--- start Text provided ---
Voice Evacuation & Emergency Communications
EVAC, ECS, and Mass Notification
Voice evacuation turns a generic horn tone into a building-specific instruction. NFPA 72 Chapter 24 governs the whole ECS ecosystem — from in-building fire voice/alarm through mass notification and responder radio.
EVAC vs ECS vs MNS — The Terminology
Fire alarm voice systems go by many names, and the names actually matter. NFPA 72 Chapter 24 organizes them into a hierarchy:
When Voice Evacuation Is Required
IBC §907.5.2.2 and NFPA 72 Ch 24 define when EVAC is mandated:
Anatomy of an EVAC System
A modern in-building EVAC has eight functional blocks. Each is supervised by the panel and most are UL 864 listed as fire alarm control equipment:
Standard Voice Messages
A well-designed EVAC system has 4–6 pre-recorded digital voice messages. Each plays in response to a specific panel condition and loops on a tone-message-tone cadence:
Message Design Best Practices
Use a calm, adult voice matched to the building demographics. Avoid robotic/synthetic TTS for primary evacuation — human voice is 10–15% more effective at moving occupants. Include a short beep/tone before each message so occupants lock onto the audio. Repeat the message on a 30–45 second cycle. For multilingual buildings, sequence languages (English → Spanish → …) rather than playing them simultaneously.
Intelligibility: CIS and STI
Sound-pressure level alone does not prove voice evacuation works. You can have 95 dBA at every seat in an auditorium and still have unintelligible speech because of reverberation, echoes, or speaker overlap. NFPA 72 §18.4.11 requires quantified intelligibility in every Acoustically Distinguishable Space (ADS):
What Kills Intelligibility
- Long reverb time (RT60 > 1.5 s) — hard surfaces, high ceilings, minimal acoustic treatment
- High ambient noise — mechanical rooms, manufacturing floors, airport terminals, casinos
- Excessive speaker overlap — multiple speakers reaching the same listener at similar amplitude create comb-filter cancellations
- Speakers too far apart — occupants in "dead zones" between speakers rely on reflected sound, which is always less intelligible
- Wrong tap settings — too-high taps cause clipping; too-low taps fall below the ambient threshold
- Wall/ceiling changes after commissioning — renovations that remove carpet, add glass walls, or remove acoustic treatment invalidate the original intelligibility test
ADS Mapping Is Not Optional
NFPA 72 requires the design submittal to identify every Acoustically Distinguishable Space (ADS) — a single acoustic zone with uniform finish, ceiling height, and reverb characteristics. Each ADS gets its own STI/CIS target. A 100,000 sq ft building with 40 different acoustic environments has 40 ADS measurements at acceptance. Skipping ADS mapping is a common design-submittal deficiency and a frequent reason for AHJ rejection.
--- end Text provided ---
--- start Given entries ---
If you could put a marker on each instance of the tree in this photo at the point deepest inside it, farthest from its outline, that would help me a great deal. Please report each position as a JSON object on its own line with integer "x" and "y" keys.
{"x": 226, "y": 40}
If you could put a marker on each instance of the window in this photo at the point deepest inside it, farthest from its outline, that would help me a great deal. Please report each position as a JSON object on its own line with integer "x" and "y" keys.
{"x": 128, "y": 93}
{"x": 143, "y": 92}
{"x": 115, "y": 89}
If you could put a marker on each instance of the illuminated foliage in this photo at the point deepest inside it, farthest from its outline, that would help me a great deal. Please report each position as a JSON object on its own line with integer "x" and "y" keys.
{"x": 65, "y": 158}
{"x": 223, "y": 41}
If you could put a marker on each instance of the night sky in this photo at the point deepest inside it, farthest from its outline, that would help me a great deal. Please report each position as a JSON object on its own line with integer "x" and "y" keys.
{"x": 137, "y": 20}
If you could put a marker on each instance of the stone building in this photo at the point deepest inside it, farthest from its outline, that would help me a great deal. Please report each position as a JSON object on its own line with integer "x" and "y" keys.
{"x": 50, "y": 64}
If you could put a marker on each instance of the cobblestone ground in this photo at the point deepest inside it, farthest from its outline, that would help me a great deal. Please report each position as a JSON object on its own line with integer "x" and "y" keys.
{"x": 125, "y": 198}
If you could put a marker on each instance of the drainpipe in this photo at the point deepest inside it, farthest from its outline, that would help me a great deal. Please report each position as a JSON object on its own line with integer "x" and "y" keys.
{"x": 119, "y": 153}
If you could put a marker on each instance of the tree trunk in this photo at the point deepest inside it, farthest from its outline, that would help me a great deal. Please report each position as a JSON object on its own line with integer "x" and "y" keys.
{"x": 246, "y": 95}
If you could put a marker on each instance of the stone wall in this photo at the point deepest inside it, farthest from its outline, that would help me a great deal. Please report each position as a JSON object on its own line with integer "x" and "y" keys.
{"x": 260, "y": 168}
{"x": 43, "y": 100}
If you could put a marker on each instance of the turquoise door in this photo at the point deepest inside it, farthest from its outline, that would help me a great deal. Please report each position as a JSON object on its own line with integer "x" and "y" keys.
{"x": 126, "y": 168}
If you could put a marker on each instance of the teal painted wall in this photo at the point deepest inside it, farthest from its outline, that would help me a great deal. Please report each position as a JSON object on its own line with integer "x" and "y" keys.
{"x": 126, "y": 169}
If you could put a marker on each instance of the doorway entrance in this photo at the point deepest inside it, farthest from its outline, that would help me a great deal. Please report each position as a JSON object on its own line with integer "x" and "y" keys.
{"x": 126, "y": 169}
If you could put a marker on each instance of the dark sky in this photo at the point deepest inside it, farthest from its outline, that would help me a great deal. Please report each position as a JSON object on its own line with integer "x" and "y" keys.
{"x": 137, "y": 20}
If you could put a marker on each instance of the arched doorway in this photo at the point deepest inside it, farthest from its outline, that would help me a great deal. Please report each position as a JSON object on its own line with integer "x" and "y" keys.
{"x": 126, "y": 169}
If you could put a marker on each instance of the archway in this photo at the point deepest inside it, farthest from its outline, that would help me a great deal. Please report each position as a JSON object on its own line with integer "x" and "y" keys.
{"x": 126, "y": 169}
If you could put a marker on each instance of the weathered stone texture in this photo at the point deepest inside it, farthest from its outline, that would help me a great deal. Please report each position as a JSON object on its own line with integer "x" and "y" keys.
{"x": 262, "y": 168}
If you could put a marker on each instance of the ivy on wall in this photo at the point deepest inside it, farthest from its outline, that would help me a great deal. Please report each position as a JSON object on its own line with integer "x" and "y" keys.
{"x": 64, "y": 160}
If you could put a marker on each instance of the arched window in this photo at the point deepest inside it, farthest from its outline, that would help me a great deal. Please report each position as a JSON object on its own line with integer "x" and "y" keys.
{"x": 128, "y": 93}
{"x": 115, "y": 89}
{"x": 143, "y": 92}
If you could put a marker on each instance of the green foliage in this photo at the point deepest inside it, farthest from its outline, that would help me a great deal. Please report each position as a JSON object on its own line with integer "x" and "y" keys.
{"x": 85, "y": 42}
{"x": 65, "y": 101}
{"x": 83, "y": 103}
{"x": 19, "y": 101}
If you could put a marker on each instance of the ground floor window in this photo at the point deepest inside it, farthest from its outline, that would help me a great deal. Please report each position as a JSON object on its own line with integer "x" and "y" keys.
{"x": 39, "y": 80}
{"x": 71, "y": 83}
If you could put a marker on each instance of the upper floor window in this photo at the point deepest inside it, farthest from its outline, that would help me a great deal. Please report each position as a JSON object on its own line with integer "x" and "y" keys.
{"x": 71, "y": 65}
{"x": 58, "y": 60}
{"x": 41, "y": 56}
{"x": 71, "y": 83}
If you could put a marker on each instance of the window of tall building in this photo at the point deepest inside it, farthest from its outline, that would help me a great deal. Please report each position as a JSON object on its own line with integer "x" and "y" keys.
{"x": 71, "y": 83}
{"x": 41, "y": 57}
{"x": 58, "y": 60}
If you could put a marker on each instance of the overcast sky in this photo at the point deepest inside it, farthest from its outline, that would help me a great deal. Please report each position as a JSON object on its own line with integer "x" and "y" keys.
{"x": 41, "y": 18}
--- end Given entries ---
▶ **Exercise instructions**
1. According to the voice evacuation text, how often should a message repeat?
2. In the voice evacuation text, rewrite the passage between "Voice Evacuation &" and "and responder radio.", inclusive, swapping "horn tone" for "siren tone".
3. Please resume the voice evacuation text right after its last sentence.

▶ **Outputs by task**
1. On a 30–45 second cycle.

2.
Voice Evacuation & Emergency Communications
EVAC, ECS, and Mass Notification
Voice evacuation turns a generic siren tone into a building-specific instruction. NFPA 72 Chapter 24 governs the whole ECS ecosystem — from in-building fire voice/alarm through mass notification and responder radio.

3.
Survivability for EVAC Risers
In a high-rise, the EVAC speaker riser passes through every floor — including the fire floor. If the riser burns through in 8 minutes, everything above that floor goes silent. NFPA 72 §24.4 defines four survivability levels; most high-rise EVAC risers must meet Level 2: the circuit integrity survives 2 hours of direct fire exposure, either through UL 2196 listed cable (CI or MI construction) or through enclosure in a 2-hour rated shaft.
Survivability Level by Application
- Level 0 (no fire rating) — low-rise tone-only systems, small voice systems where alarm reaches all occupants before fire reaches the wiring
- Level 1 (mechanical protection) — standard commercial EVAC in the protected shaft
- Level 2 (2-hour rated cable or shaft) — high-rise EVAC risers, partial evacuation systems, most mass notification
- Level 3 (Level 2 + geographic separation) — rare; effectively replaced by Level 2 with diverse routing
See our Fire Alarm Pathway Classes article for the full treatment of Class A/B/X/N plus survivability levels — the two concepts are complementary and must both be specified.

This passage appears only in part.